> **Problem to work on**
Return each entry exactly, so that nothing in the data differs from the original.

> **Working data**

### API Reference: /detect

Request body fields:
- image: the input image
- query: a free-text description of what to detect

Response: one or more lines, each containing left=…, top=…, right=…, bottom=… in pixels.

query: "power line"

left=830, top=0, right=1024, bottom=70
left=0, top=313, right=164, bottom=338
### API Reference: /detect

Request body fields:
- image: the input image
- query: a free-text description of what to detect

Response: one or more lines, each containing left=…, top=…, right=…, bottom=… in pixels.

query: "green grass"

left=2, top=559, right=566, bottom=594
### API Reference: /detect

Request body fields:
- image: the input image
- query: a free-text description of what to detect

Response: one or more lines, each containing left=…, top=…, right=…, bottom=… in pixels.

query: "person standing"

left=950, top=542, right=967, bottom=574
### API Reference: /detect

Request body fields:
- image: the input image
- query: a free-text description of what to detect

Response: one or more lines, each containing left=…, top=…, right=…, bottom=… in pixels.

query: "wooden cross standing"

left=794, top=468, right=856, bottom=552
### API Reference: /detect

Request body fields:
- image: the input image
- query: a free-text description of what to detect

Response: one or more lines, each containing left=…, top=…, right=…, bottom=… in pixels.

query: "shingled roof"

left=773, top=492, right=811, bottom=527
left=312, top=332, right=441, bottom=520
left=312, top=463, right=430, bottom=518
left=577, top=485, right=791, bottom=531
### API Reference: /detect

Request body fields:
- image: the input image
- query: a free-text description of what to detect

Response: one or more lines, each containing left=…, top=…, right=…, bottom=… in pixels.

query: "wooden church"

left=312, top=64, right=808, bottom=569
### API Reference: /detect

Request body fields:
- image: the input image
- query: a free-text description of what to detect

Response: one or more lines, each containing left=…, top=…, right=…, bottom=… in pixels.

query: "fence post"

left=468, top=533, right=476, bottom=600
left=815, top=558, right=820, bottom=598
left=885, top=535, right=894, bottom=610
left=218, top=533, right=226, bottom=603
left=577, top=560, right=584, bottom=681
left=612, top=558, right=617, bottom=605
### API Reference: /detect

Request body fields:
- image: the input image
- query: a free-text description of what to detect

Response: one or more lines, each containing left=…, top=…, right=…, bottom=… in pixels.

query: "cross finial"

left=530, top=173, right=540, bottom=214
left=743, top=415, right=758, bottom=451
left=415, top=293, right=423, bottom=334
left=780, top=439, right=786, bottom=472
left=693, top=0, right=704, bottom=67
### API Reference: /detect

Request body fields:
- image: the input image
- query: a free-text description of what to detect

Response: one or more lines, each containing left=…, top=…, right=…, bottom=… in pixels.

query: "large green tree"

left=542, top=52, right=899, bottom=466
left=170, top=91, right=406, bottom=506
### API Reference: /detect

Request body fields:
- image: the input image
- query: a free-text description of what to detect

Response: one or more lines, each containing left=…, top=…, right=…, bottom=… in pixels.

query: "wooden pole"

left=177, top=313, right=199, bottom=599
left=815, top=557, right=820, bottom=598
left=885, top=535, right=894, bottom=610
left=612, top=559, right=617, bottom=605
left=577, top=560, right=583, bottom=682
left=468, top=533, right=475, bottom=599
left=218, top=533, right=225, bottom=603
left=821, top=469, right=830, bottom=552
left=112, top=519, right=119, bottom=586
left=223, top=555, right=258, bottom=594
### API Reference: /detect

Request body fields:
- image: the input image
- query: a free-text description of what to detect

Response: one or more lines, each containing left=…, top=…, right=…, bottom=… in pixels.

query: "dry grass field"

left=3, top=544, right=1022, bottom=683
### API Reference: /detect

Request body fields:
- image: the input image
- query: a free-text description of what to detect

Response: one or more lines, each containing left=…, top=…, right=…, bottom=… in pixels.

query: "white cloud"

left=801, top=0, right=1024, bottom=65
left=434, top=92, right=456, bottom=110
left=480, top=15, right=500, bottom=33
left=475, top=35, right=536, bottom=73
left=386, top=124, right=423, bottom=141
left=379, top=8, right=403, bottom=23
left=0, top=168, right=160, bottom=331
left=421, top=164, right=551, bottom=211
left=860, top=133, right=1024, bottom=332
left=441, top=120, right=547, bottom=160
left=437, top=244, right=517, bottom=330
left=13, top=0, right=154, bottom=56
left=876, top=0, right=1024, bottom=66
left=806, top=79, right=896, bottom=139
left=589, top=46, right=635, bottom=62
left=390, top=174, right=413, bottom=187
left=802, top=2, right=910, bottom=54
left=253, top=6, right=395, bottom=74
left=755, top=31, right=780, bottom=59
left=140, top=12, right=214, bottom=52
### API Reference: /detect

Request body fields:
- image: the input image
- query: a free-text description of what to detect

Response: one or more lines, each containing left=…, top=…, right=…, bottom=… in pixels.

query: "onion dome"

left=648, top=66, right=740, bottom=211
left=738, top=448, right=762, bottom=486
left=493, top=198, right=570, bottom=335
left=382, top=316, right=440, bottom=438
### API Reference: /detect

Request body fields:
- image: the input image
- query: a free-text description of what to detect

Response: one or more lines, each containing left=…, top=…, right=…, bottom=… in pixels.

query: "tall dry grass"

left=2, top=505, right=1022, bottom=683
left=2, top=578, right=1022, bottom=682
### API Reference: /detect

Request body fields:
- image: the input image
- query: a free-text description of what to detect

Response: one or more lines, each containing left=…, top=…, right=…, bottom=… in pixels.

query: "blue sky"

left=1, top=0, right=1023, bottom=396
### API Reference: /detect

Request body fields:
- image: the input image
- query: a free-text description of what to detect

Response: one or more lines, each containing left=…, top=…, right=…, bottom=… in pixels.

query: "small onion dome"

> **Task result**
### API Reference: /detect

Request body fields:
- image: the input image
- query: a free-text description of what to detect

Response: one or more lines, each containing left=…, top=…, right=…, bottom=… in pixels.

query: "power line"

left=830, top=0, right=1024, bottom=70
left=0, top=313, right=164, bottom=338
### API Reference: /detect

Request body fields:
- image: the input image
- query: a free-text description of what to detect

Response: one or more lines, each containing left=…, top=…, right=…, bottom=… in pixels.

query: "green grass"

left=2, top=559, right=566, bottom=594
### API Reference: /detect

Request body fields:
- image: the input image
- query: a free-text description of what to detect

Response: one or more lines, each containing left=…, top=…, right=…, bottom=… in pixels.

query: "person standing"

left=950, top=542, right=967, bottom=574
### API Reference: /detect

Request body fields:
- image: the input image
- query: a free-text description of what to detect

Response: one or more lines, each containing left=…, top=…, right=…, bottom=… in pixels.

query: "wooden cross standing"

left=794, top=468, right=856, bottom=552
### API Reference: /detect

Request body fields:
- image: the input image
- query: a free-text description of what to detect

Response: one or more lines, each containing left=…, top=…, right=…, bottom=… in pixels.

query: "shingled roof"

left=773, top=492, right=811, bottom=527
left=312, top=332, right=441, bottom=520
left=312, top=463, right=430, bottom=518
left=577, top=485, right=791, bottom=531
### API Reference: /detect

Request body fields:
- image: the input image
- query: a free-text description of what to detect

Response: one or more lines, each containing left=…, top=…, right=…, bottom=… in pixels.

query: "wooden church"

left=312, top=64, right=808, bottom=569
### API Reference: /detect

Request body fields:
- image: the input image
- query: a free-text description of what to detect

Response: one or more lines, each containing left=…, top=…, right=…, bottom=… in pixels.

query: "fence post"

left=468, top=533, right=476, bottom=600
left=815, top=558, right=820, bottom=598
left=885, top=535, right=894, bottom=610
left=218, top=533, right=226, bottom=603
left=577, top=560, right=584, bottom=681
left=612, top=558, right=617, bottom=605
### API Reference: /detect

Request body fields:
- image: the input image
- query: a free-text description of what to detect

Response: one or more lines, each containing left=…, top=…, right=…, bottom=… in pixels.

query: "cross finial"

left=530, top=173, right=540, bottom=214
left=743, top=415, right=758, bottom=451
left=415, top=293, right=423, bottom=334
left=780, top=439, right=786, bottom=472
left=693, top=0, right=704, bottom=67
### API Reference: /detect

Request body fields:
- image: the input image
- query: a free-text description of what to detect

Response: one or more lines, each containing left=…, top=…, right=…, bottom=… in pixels.

query: "large green tree"

left=542, top=52, right=899, bottom=466
left=170, top=91, right=406, bottom=506
### API Reference: /detect

Request body fields:
- image: the input image
- query: a free-text description of what to detect

Response: one or more lines, each containing left=…, top=…, right=…, bottom=… in pixels.

query: "wooden pole"

left=177, top=313, right=199, bottom=599
left=815, top=557, right=820, bottom=598
left=885, top=535, right=894, bottom=610
left=612, top=559, right=617, bottom=605
left=577, top=560, right=583, bottom=682
left=468, top=533, right=475, bottom=599
left=218, top=533, right=225, bottom=603
left=821, top=469, right=830, bottom=552
left=112, top=519, right=119, bottom=586
left=223, top=555, right=258, bottom=594
### API Reference: /detect

Request body fields:
- image: the input image
- query: a free-text description of what to detect

Response: one or more lines, each containing left=…, top=…, right=…, bottom=… in pixels.

query: "dry grass field"

left=3, top=544, right=1022, bottom=683
### API Reference: /detect

Request body fields:
- image: the input image
- query: a free-text description of what to detect

Response: one or more lines, each containing left=…, top=…, right=…, bottom=… in pixels.

query: "white cloud"

left=801, top=0, right=1024, bottom=65
left=434, top=92, right=456, bottom=110
left=480, top=15, right=500, bottom=33
left=475, top=35, right=536, bottom=73
left=386, top=124, right=423, bottom=141
left=379, top=8, right=403, bottom=23
left=0, top=168, right=160, bottom=331
left=421, top=164, right=551, bottom=211
left=860, top=133, right=1024, bottom=332
left=441, top=120, right=547, bottom=160
left=437, top=244, right=517, bottom=330
left=13, top=0, right=154, bottom=56
left=876, top=0, right=1024, bottom=66
left=806, top=79, right=896, bottom=139
left=589, top=46, right=635, bottom=62
left=390, top=174, right=413, bottom=187
left=802, top=2, right=910, bottom=54
left=253, top=6, right=395, bottom=74
left=755, top=31, right=780, bottom=59
left=140, top=12, right=214, bottom=52
### API Reference: /detect

Request body fields:
- image: the input image
- query: a free-text description of what to detect

Response: one or more lines, each containing left=…, top=…, right=…, bottom=… in pixels.

query: "onion dome"

left=648, top=66, right=740, bottom=211
left=738, top=448, right=762, bottom=486
left=493, top=198, right=570, bottom=335
left=382, top=316, right=440, bottom=438
### API Reference: /detect

Request body fields:
- image: the input image
- query: a free-text description of what to detect

Response: one or more lines, each containing left=…, top=…, right=…, bottom=… in pixels.

query: "tall dry grass"

left=2, top=505, right=1022, bottom=683
left=2, top=578, right=1022, bottom=682
### API Reference: /detect

Request body fields:
- image: the input image
- query: a free-text description of what to detect

Response: one or more lines, each containing left=…, top=…, right=…, bottom=… in pixels.

query: "blue sky"

left=1, top=0, right=1023, bottom=396
### API Reference: /detect

Request body fields:
- image: the input image
- query: a free-text description of what to detect

Response: one or more lines, each containing left=…, top=…, right=…, bottom=… in pixels.

query: "small onion dome"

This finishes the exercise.